◆ **Directions for this task**
Any picture in the material should be left out, while all other lines are copied exactly.

◆ **Records for this task**
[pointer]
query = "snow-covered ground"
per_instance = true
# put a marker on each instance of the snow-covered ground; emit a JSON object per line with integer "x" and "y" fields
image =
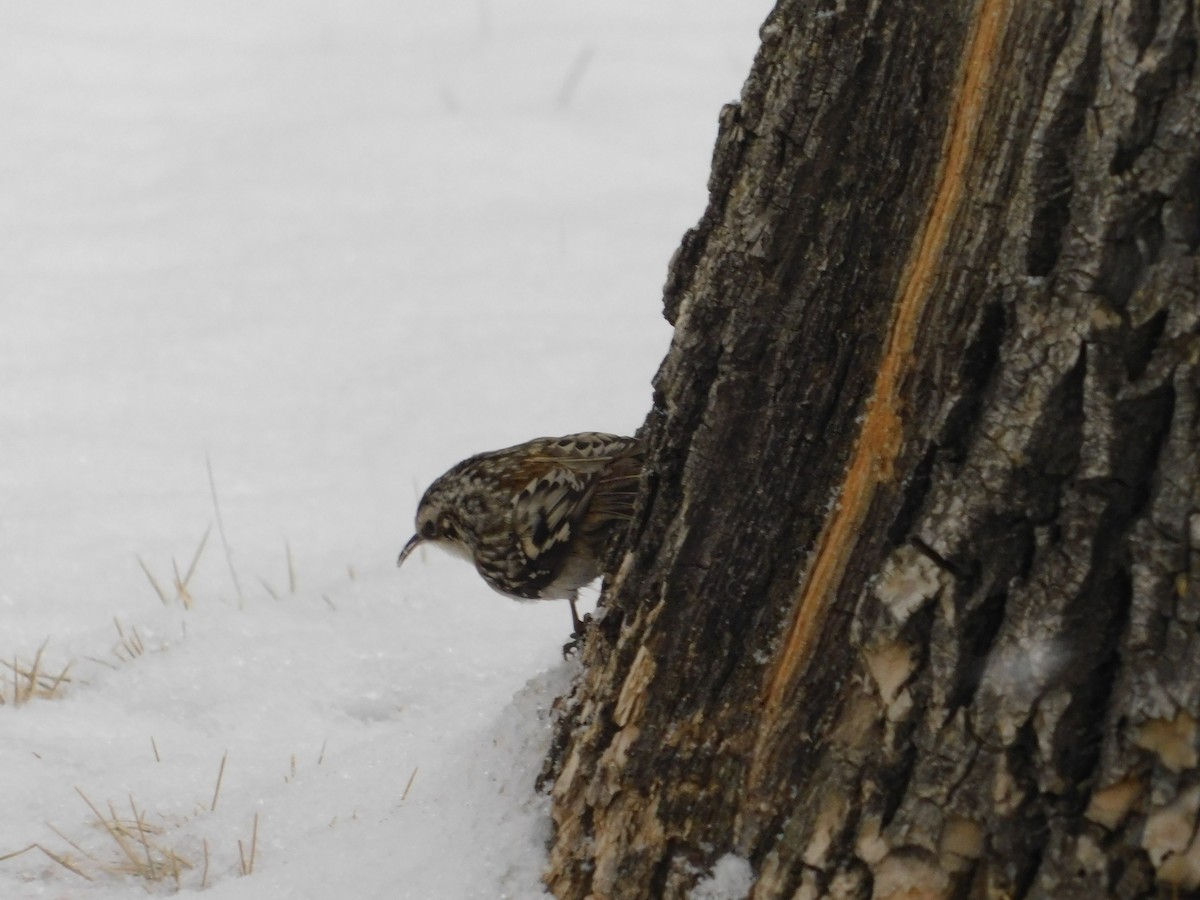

◆ **Exercise response**
[pointer]
query = "snow-covered ground"
per_instance = true
# put a marker on each instance of the snow-covered ground; emit a JSON object per line with integer "x" and "y" fields
image =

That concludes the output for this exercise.